[MATERIAL TO PROCESS — start]

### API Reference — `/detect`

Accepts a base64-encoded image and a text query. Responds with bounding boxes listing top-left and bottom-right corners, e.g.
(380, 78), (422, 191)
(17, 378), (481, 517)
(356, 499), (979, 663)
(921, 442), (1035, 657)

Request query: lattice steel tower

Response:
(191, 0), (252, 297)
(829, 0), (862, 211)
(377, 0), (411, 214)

[MATERIAL TO PROCESS — finish]

Pull from the data each line where the string "query" turns up.

*WRITTEN RESPONSE*
Accepts a base64-encoded image and a text query. Responds with bounding boxes listing top-left and bottom-right corners, e.g.
Request query: lattice steel tower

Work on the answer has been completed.